» **Activity**: Set down the data again word for word. Skip any pictures.

Top of Data to examine

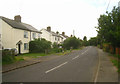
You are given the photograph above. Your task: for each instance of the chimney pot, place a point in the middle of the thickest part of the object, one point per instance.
(57, 32)
(17, 18)
(63, 33)
(48, 28)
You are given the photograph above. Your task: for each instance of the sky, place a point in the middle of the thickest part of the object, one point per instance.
(62, 15)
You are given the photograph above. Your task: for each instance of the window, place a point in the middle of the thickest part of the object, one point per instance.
(34, 35)
(25, 34)
(25, 46)
(55, 38)
(38, 35)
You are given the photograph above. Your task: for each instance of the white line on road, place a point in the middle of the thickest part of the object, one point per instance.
(75, 57)
(56, 67)
(95, 80)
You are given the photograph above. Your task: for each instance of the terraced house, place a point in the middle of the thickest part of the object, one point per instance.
(16, 34)
(52, 36)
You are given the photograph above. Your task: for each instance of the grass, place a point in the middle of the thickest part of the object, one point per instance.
(116, 61)
(117, 64)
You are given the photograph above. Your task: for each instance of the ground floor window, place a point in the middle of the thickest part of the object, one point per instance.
(26, 46)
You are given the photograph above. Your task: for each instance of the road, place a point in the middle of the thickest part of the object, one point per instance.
(80, 66)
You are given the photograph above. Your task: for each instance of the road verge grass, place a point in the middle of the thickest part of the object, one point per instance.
(116, 61)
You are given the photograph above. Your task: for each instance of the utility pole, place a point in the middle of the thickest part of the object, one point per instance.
(73, 33)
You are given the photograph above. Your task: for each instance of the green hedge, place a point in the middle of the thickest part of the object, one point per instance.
(8, 55)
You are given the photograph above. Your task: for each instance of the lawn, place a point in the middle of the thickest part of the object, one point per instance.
(116, 61)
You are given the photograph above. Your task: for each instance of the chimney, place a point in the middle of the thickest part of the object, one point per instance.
(17, 18)
(57, 32)
(49, 28)
(63, 33)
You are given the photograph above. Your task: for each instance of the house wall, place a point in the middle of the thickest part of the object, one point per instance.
(11, 36)
(19, 35)
(36, 35)
(46, 35)
(7, 35)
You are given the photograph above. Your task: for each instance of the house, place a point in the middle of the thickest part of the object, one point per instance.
(16, 34)
(64, 36)
(52, 36)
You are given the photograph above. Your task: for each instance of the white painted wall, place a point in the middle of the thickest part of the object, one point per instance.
(11, 36)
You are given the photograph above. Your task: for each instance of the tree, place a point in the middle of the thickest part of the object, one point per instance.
(93, 41)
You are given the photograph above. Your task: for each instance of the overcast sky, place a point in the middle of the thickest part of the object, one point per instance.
(62, 15)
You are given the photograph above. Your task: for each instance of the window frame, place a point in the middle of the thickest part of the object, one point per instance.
(25, 34)
(26, 46)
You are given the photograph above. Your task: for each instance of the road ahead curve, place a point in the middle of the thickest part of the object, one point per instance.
(80, 66)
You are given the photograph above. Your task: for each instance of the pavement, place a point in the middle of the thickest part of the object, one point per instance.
(25, 63)
(87, 65)
(106, 71)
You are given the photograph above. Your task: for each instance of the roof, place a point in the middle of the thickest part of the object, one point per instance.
(19, 25)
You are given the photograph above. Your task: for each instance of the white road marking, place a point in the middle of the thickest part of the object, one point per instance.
(85, 52)
(56, 67)
(98, 68)
(75, 57)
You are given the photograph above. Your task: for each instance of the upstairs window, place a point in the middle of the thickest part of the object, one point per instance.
(55, 38)
(34, 35)
(25, 34)
(38, 35)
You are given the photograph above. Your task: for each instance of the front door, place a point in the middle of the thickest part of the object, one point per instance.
(19, 49)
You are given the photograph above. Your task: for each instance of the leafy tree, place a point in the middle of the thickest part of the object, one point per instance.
(109, 27)
(93, 41)
(39, 45)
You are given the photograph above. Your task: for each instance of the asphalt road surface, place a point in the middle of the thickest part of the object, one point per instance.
(75, 67)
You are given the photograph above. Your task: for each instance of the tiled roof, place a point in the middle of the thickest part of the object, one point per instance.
(19, 25)
(53, 33)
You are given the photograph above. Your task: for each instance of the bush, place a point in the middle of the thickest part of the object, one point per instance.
(39, 46)
(8, 55)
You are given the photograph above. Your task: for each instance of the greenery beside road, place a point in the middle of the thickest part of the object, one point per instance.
(42, 47)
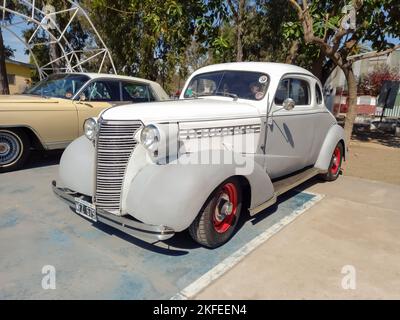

Bottom of Data to examine

» **Result for this task**:
You are given the photograph above. Your task: for each instance of the chimney pot, place a point in the middle of the thickest part of the object, one point per instance.
(57, 32)
(17, 18)
(63, 33)
(48, 28)
You are given the photograph above. Your task: for each instance of the sky, place a point in the middle of the thickest part of the object, one point per instance.
(62, 15)
You are given the photograph above. Your task: for each instance of the window, place a point in the middle of the thickest part of the object, one point per instance.
(34, 35)
(25, 34)
(25, 46)
(55, 38)
(38, 35)
You are given the photograph above. Your task: for each instance of the white line on road, place a point in the middle of the thickest part of the object, one point per instance.
(75, 57)
(56, 67)
(95, 80)
You are given the photograph above. Your task: for each instance of the terraced house, place a point in the middle of the thickest part of the object, one point per instance.
(16, 34)
(52, 36)
You are given the photograph above. Your task: for each instance of the grass, place a point in the middle of the thickest part of the object, one point per instance.
(116, 61)
(117, 64)
You are given the photograph above. Your task: for each instance of the ground floor window, place a point in the middle of the thickest part of the object, one point per instance.
(26, 46)
You are given the photograph above. Your task: for each instance of the road, place a point in the middle of the thickest part of the object, one point per instance.
(80, 66)
You are given the photograph above. Your task: for each instance of the road verge grass, place a point in the middle of the thickest part of the object, one point per instance.
(116, 61)
You are given the photograph above. Your task: for each instance of the utility pole, place a point in the middle of the thickest part of the object, one point per instance.
(73, 33)
You are given the photograph above. Your task: for each instance of the green hedge, place a point in the middle of the thickest part of the object, one point per instance.
(8, 55)
You are given the photograph above. Your task: for each instance of the lawn, place a point in the middle of the thickest part of the object, one point per instance.
(116, 61)
You are given the photograph above. Your task: for each instance of the chimney, place a point in the middle of the thickest part of the object, one point per instance.
(17, 18)
(57, 32)
(49, 28)
(63, 33)
You are given the photograph above. Your task: for each instance of the house wall, place a point in the middle of the thickest part of the object, one point per instance.
(11, 36)
(19, 35)
(36, 35)
(46, 35)
(7, 35)
You are given the photograph above. Your task: for each instance of the house, place a point in the middle of the thickest part of the object, one point per instance.
(16, 34)
(64, 36)
(52, 36)
You are given the photograph above. Your task: for each instance of the white painted wall, place a point in the middle of the thickest part of the object, one point per instance.
(11, 36)
You are given the photograph above. Your task: for each instance of the tree, place a point in the middle of the thickest part of the object, one point per instance.
(93, 41)
You are given the photograph above. Your task: for each instance of the overcast sky, place a point in the middle of the thickest part of the object, one point per instance.
(62, 15)
You are given the photograph above. Your task: for each instance of the window frame, place a point in the middle of the thickest part of the object, one point per instance.
(25, 34)
(26, 46)
You are given the photograph above. Your task: for each instance of the road ahead curve, place a point in the middle of the thickest part of the object, one point per instance.
(80, 66)
You are given the photograph above. Your task: for each instance of the pavement, place a point in the middle of the thickest part of the object, one point per instance.
(25, 63)
(87, 65)
(106, 71)
You are given the photograph above. Your task: for each instance of the roof, place a point in the middle of the thickest part of the object, one point per instance.
(19, 25)
You are given the photograph above. Your task: for each instance of the white road marking, place a point in the middle of the thickest part of the object, one point per instance.
(85, 52)
(56, 67)
(98, 68)
(75, 57)
You are given the photograph above. Your task: for each instance of the upstairs window, place a point in the middle of the thickest part of the object, one point per instance.
(55, 38)
(34, 35)
(25, 34)
(38, 35)
You are given the photograph above. Your task: for each instance of the front door, place a point in the middle of the thickest part of the object, one point per instance.
(19, 49)
You are given the photograph above. Your task: for each instance of the leafy tree, place a point in the middle of the thickest part of the object, one point per instance.
(109, 27)
(93, 41)
(39, 45)
You are given the photograph above. Your task: for each instance of the asphalt road surface, place a point in the middle of the thickest part of the object, one point per instance.
(75, 67)
You are given the photograph above. Your task: for each instance of the tiled roof, place a point in the middle of the thickest part of the object, one point per instance.
(19, 25)
(53, 33)
You are given the photograph above. Your task: for each instance of the bush, place a point in the middle of the thickest part of the object, one point per instance.
(39, 46)
(8, 55)
You are given the photograph above. Your task: for each instance of the greenery beside road, place a point in the middle of the thickest part of the object, one point per instance.
(42, 47)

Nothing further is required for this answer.